-- begin Material for this task --

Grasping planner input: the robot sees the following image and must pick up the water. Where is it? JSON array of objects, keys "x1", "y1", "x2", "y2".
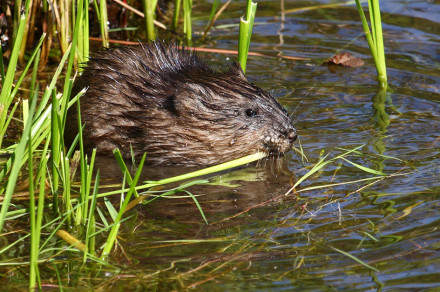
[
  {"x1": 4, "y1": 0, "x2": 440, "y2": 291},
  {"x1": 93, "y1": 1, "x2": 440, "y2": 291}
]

-- end Material for this task --
-- begin Material for this task --

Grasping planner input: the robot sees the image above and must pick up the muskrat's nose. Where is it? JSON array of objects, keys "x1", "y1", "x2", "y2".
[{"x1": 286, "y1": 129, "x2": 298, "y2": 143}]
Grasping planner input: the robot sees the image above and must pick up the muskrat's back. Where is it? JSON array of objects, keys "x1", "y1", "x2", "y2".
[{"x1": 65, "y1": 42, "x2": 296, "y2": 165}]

-- end Material for this task --

● **Stated goal**
Gather every line of the material above that contains the word "robot", and copy each one out in full.

● **Solution for this problem**
Grasping planner input: the robot sees the following image and must pick up the water. Where is it? JSON array of objects, keys "x1", "y1", "x2", "y2".
Grasping planner input: the robot sees the image above and must pick up the muskrat's nose. Where is it? JSON array of objects, keys "x1", "y1", "x2", "y2".
Grasping planner input: the robot sees the image above and must pick up the muskrat's back. Where is it? JSON array of objects, keys "x1", "y1", "x2", "y2".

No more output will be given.